_Source text_

'''

Lessons From the Making of TEDxParklands

Betty King’ori
TEDxParklands
Published in
3 min readAug 22, 2019

‘’Gabriella, I would like to involve you in something this year. It’s going to be big!’’

This was a message I received from Betty on my birthday, early 2017. We’ve been friends since high school and spent four years in the same university. Now, you know it’s bound to be something massive when a friend calls you by your full name! Especially while they had all sorts of nicknames at their disposal. I immediately understood this was the kind of ‘something’ we discussed on email and not over a loose text. The conversation that followed (like I rightfully guessed) over email, led to my appointment to the TEDxParklands, then TEDxYouth@Parklands (2018) committee as the Marketing, Communications and PR Lead with Betty and Annstella as the Lead Organizers.

As soon as I got over the excitement, I couldn’t help but obsess over the, ‘Wow! Where do we go from here?’

And boy, has it been a journey!

The recently concluded TEDxParklands event taught me a host of lessons that I desire to commit to memory and share by penning down here:

  1. Stakeholders

Be very clear about who your stakeholders are and the role they play in the short to long term achievement of objectives. It becomes easier to understand where they sit in the overall vision and hence how best to engage them.

'''

_Stated problem 1_
Please list every personal name that appears in the TEDxParklands article's opening quoted message and the paragraph that follows it.
_Stated problem 2_
Carry the TEDxParklands article forward from its last sentence.

Rows from a segmentation dataset
'''

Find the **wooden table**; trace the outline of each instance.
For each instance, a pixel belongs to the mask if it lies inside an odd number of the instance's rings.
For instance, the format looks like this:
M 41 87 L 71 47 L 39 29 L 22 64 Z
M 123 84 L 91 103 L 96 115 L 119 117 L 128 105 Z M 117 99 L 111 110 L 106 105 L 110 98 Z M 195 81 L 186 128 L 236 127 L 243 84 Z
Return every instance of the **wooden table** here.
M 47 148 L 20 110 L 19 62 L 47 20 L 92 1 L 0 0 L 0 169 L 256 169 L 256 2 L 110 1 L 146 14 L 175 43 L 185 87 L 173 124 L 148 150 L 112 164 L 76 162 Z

'''

_Task answer 1_
Gabriella, Betty, Annstella

_Task answer 2_
2. Objective Driven Marketing

It may be satisfactory to put out communication and get a general sense of responsiveness. However, of greater importance is understanding what each marketing phase; down to what each piece of communication should do for you as a brand or event owner and hence ensure to have a pulse on measuring the effectiveness. We worked with a single objective per marketing phase -from Awareness to Lead Generation down to Conversion. By the end, we could show how our efforts directly impacted the success of the event, down to how much it would cost us to acquire and retain customers. Be as granular as possible.

3. Leave No Room for Assumptions

Creating an allowance for two-way communication with your stakeholders is very critical. Ensure you understand and therefore can meet the expectations of your audience and partners prior to the event, engage with them throughout their conversion journey, collect and action feedback!

4. Measurement and Metrics

The understanding that TEDxParklands is not only an event but also a brand helped me create a balance between monitoring quantitative and HEART* metrics. The ability to report ‘ We received 49 clicks on this piece of content, 41 registrations and as a result, 30 people paid for the event’ alludes to the first metric while ‘ How can we partner to make this a success moving forward?’ Or ‘ I really appreciate the communication from your team ‘alludes to the second. Both are extremely important to any marketer who’s out to measure the impact of their efforts and understands where they fit in the bigger picture.

Create a balance between monitoring quantitative and HEART metrics.

5. Partnerships

Ensure to align with teams and organizations whose vision is aligned with yours. Do your homework. Not everyone is a good fit for your brand and that’s fine. Partnerships must be an open, genuine win-win for those involved.

I believe the success of any project and brand is as a result of excellent performance from all the moving parts. It’s concerted efforts of the marketing, logistics, events, finance and production teams. Create a great product people want and it will sell itself.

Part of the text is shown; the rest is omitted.